Entries supplied.
------------------------
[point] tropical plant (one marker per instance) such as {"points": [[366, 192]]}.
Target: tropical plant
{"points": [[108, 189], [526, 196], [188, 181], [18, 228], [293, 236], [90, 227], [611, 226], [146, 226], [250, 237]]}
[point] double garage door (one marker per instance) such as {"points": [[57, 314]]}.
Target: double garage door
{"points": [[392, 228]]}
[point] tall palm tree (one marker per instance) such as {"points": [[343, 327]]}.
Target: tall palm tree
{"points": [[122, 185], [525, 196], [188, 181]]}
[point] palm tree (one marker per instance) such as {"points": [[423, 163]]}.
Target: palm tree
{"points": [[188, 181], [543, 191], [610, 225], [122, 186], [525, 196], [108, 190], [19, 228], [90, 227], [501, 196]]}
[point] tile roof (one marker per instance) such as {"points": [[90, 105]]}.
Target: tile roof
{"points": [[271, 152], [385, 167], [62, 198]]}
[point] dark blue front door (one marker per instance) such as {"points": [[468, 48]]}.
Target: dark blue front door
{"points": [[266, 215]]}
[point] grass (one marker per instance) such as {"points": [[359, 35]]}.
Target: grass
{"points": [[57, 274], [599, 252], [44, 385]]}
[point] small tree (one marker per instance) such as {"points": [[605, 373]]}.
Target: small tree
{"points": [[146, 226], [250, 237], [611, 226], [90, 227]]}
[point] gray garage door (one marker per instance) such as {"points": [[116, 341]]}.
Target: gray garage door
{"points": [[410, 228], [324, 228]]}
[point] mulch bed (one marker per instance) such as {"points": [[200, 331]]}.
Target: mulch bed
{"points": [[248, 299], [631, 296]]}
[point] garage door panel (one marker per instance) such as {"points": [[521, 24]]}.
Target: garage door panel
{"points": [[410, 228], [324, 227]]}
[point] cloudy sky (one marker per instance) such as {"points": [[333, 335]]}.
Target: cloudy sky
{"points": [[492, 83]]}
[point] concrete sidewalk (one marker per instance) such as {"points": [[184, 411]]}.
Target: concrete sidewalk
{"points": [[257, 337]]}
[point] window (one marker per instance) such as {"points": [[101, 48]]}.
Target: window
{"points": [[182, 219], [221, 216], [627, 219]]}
------------------------
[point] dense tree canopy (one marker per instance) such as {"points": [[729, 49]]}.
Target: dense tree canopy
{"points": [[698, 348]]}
------------------------
What the task asks. Collect every line in the entries above that contains the word "tree", and copy each one in full.

Result of the exercise.
[point] tall palm tree (one marker per instance) such as {"points": [[343, 327]]}.
Target: tall palm tree
[point] palm tree (one marker per instance) such as {"points": [[423, 163]]}.
Target: palm tree
[point] small tree (one marker per instance) such as {"points": [[605, 373]]}.
Target: small tree
[point] dense tree canopy (one marker per instance) such as {"points": [[729, 49]]}.
Target: dense tree canopy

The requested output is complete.